Oviduct-specific glycoprotein also known as oviductal glycoprotein (OGP) or estrogen-dependent oviduct protein, oviductin or mucin-9 is a protein that in humans is encoded by the OVGP1 gene.

Function 

Oviduct-specific glycoprotein is a large, carbohydrate-rich, epithelial glycoprotein with numerous O-glycosylation sites located within threonine, serine, and proline-rich tandem repeats. The gene is similar to members of the mucin and the glycosyl hydrolase 18 gene families. Regulation of expression may be estrogen-dependent. Gene expression and protein secretion occur during late follicular development through early cleavage-stage embryonic development. The protein is secreted from non-ciliated oviductal epithelial cells and associates with ovulated oocytes, blastomeres, and spermatozoon acrosomal regions.

**REQUIRED WORK**:
1. According to the text on oviduct-specific glycoprotein, which cells secrete this protein?
2. Summarize the text on oviduct-specific glycoprotein in two sentences.
3. Write what comes next in the text on oviduct-specific glycoprotein, starting after its last sentence.

(Data records)
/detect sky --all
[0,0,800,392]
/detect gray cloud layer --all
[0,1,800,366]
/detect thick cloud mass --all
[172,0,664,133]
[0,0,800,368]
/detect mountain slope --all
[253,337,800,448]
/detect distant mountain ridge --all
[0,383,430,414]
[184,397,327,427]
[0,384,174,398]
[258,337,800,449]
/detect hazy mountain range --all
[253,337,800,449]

**ANSWERS IN ORDER**:
1. Non-ciliated oviductal epithelial cells.

2. Oviduct-specific glycoprotein, encoded in humans by the OVGP1 gene, is a large, carbohydrate-rich epithelial glycoprotein whose gene resembles members of the mucin and glycosyl hydrolase 18 families. Its expression may depend on estrogen and occurs from late follicular development through early cleavage-stage embryonic development; it is secreted by non-ciliated oviductal epithelial cells and associates with oocytes, blastomeres, and the acrosomal regions of sperm.

3.
Beyond the oviduct, OVGP1 is detected in the mouse ovary, testis and epididymis suggesting its roles beyond fertilization. It is not detected in the mouse uterus, cervix, vagina, breast, seminal vesicles and prostate gland 
OVGP1 is expressed by the surface epithelium of the endometrium at the time of embryo implantation in the mouse. It is required for maintain the receptivity phenotype and trophoblast adhesion, OVGP1 mRNA levels are reduced in endometrium of women with recurrent implantation failure.